____ Source text

Imputation - The first sin of Adam had unique significance for the whole human race (Rom. 5:12, 14-19; 1 Cor. 15:22). Here there is sustained emphasis upon the one trespass of the one man as that by which sin, condemnation and death came upon all mankind. The sin is identified as 'the transgression of Adam', 'the trespass of the one', 'one trespass', 'the disobedience of the one', and there can be no doubt that the first trespass of Adam is intended. Hence the clause 'because all men sinned' in Rom. 5:12 refers to the sin of all in the sin of Adam. It cannot refer to the actual sins of all men, far less to the hereditary depravity with which all are afflicted, for in v. 12 the clause in question clearly says why 'death spread to all men', and in the succeeding verses the 'one man's trespass' (v. 17) is stated to be the reason for the universal reign of death. If the same sin were not intended, Paul would be affirming two different things with reference to the same subject in the same context. The only explanations the two forms of statement is that all sinned in the sin of Adam. The same inference is to be drawn from 1 Cor. 15:22, 'in Adam all die'. If all die in Adam, it is because all sinned in Adam.
According to Scripture the kind of solidarity with Adam which explains the participation of all in Adam's sin is the kind of solidarity which Christ sustains to those united to him. The parallel in Rom. 5:12-19; 1 Cor. 15:22, 45-49 between Adam and Christ indicates the same type of relationship in both cases, and we have no need to posit anything more ultimate in the case of Adam and the race than we find in the case of Christ and his people. In the latter it is representative headship, and this is all that is necessary to ground the solidarity of all in the sin of Adam. To say that the sin of Adam is imputed to all is but to say that all were involved in his sin by reason of his representative headship.

________
____ Provided records

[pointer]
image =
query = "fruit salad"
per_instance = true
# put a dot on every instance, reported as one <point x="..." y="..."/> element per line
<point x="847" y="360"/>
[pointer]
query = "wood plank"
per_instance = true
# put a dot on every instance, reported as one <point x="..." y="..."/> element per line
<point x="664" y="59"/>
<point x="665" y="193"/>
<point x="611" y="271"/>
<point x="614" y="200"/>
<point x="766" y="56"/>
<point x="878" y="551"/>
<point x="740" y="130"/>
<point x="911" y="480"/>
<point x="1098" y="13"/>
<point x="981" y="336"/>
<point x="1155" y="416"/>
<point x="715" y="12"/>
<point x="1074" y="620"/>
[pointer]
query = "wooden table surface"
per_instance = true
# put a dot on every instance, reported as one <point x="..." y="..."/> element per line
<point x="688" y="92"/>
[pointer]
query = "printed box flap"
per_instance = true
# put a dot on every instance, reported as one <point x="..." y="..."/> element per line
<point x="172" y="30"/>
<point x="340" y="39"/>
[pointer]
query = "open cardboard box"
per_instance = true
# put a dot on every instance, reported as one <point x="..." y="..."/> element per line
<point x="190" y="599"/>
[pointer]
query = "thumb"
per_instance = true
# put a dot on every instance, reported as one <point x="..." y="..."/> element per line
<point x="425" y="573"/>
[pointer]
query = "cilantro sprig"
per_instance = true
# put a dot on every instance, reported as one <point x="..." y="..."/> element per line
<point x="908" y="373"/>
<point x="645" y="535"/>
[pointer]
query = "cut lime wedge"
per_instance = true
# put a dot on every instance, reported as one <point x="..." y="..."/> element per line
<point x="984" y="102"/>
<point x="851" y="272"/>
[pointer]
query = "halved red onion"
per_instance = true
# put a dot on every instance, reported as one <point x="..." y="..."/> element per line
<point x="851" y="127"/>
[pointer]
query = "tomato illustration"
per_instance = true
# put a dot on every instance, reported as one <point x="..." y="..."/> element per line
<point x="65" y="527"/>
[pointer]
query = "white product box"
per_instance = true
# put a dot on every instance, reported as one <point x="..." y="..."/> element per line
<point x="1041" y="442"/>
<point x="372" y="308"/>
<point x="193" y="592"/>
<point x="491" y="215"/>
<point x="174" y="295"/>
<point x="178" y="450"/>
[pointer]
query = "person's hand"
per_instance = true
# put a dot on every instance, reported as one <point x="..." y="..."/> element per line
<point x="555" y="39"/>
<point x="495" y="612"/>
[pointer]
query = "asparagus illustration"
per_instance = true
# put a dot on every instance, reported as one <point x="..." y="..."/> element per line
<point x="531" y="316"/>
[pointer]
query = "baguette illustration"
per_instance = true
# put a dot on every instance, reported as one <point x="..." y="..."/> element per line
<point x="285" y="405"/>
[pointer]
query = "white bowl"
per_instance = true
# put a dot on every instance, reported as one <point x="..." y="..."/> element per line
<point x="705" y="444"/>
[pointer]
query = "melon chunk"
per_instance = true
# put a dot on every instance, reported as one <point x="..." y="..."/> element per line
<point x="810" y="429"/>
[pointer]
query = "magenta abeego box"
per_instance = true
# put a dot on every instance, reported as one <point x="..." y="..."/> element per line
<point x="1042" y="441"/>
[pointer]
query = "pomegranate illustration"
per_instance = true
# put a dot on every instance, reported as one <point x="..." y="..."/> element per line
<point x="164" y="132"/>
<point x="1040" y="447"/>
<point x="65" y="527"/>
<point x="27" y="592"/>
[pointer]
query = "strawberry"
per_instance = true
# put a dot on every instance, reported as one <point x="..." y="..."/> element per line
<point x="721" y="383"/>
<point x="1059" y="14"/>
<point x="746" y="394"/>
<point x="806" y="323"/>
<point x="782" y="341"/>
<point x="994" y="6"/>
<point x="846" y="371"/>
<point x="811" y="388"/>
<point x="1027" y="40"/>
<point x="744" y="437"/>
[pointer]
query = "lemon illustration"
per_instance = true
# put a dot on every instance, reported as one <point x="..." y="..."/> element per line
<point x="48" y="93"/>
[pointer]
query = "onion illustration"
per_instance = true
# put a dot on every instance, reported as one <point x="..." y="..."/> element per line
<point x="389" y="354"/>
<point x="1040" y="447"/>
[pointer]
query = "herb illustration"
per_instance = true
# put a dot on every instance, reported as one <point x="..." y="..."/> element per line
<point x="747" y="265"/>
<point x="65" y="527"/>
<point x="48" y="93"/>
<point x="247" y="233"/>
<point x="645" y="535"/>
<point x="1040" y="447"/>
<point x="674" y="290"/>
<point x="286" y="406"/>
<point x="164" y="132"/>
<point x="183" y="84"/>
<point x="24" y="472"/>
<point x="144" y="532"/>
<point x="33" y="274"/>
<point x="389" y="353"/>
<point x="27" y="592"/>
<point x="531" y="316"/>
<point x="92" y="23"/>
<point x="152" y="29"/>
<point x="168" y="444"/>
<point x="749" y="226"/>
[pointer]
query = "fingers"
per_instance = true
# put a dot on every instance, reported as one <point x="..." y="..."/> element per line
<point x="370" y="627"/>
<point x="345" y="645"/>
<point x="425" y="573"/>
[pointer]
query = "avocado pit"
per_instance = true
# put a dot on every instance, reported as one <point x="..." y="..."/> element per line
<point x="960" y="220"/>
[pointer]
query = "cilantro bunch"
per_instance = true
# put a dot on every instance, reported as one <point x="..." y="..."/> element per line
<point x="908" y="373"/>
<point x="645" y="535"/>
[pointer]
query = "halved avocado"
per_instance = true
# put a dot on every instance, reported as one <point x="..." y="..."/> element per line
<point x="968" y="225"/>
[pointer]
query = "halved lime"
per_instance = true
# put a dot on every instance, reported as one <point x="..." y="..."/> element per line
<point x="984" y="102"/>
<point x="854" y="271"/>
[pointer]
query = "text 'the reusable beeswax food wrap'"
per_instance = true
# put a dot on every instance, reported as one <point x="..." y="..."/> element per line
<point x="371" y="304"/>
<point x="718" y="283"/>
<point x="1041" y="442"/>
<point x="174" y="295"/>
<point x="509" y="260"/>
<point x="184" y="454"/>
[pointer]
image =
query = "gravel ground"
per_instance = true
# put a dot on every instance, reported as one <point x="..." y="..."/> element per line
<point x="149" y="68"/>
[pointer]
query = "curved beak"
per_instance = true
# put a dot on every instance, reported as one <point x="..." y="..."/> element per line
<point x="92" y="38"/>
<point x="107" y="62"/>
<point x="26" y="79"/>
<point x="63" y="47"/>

________

(What is asked)
(a) From the passage on imputation, list every phrase by which the text identifies the sin of Adam.
(b) According to the passage on imputation, is each of the following statements correct? (i) The clause 'because all men sinned' in Rom. 5:12 refers to the actual sins of all men. (ii) The relation of Christ to those united to him is described as representative headship. (iii) Something more ultimate must be posited for Adam and the race than for Christ and his people. Answer yes or no for each, and quote the words of the text that decide it.
(c) Write a continuation of the passage on imputation, starting after its final sentence.

(Written answers)
(a)
'the transgression of Adam'
'the trespass of the one'
'one trespass'
'the disobedience of the one'

(b)
(i) No: "It cannot refer to the actual sins of all men"
(ii) Yes: "In the latter it is representative headship"
(iii) No: "we have no need to posit anything more ultimate in the case of Adam and the race than we find in the case of Christ and his people"

(c)
While the imputation of Adam's sin was immediate according to the evidence of the relevant passages, the judgment of condemnation passed upon Adam, and hence upon all men in him, is in Scripture seen as confirmed in its justice and propriety by every man's subsequent moral experience. Thus Rom. 3:23 'all have sinned' is amply proved by reference to the specific, overt sins of Jews and Gentiles (Rom. 1:18-3:8) before Paul makes any reference whatever to imputation in Adam. In similar vein Scripture universally relates man's ultimate judgment before God to his ' 'works' which fall short of God's standards (cf. Mt. 7:21-27; 13:41; 25:31-46; Lk. 3:9;Rom. 2:5-10; Rev. 20:11-14).
Depravity - Sin never consists merely in a voluntary act of transgression. Every volition proceeds from something that is more deep-seated than the volition itself. A sinful act is the expression of a sinful heart (cf. Mk. 7:20-23; Pr. 4:23; 23:7). Sin must always include, therefore, the perversity of heart, mind, disposition and will. Paul states that 'by one man's disobedience many were made sinners' (Rom. 5:19). The psalmist wrote, 'Behold, I was brought forth in iniquity, and in sin did my mother conceive me' (Ps. 51:5) and our Lord said, 'That which is born of the flesh is flesh' (Jn. 3:6).
The witness of Scripture to the pervasiveness of this depravity is explicit. Gn. 6:5; 8:21 provides a closed case. (cf. Je. 17:9-10; Rom. 3:10-18). From whatever angle man is viewed, there is the absence of that which is well-pleasing to God. Considered more positively, all have turned aside from God's way and become corrupted. In Rom. 8:5-7 Paul refers to the mind of the flesh, and flesh, when used ethically as here, means human nature directed and governed by sin (cf. Jn. 3:6). Further, according to Rom. 8:7, 'The mind that is set on the flesh is hostile to God'. No stronger condemnatory judgment could be arrived at, for it means that the thinking of the natural man is conditioned and governed by enmity directed against God. Nothing less than a judgment of total depravity is the clear implication of these passages, i.e. there is no area or aspect of human life which is absolved from the sombre effects of man's fallenness, and hence no area which might serve as a possible ground for man's justification of himself in the face of God and his law.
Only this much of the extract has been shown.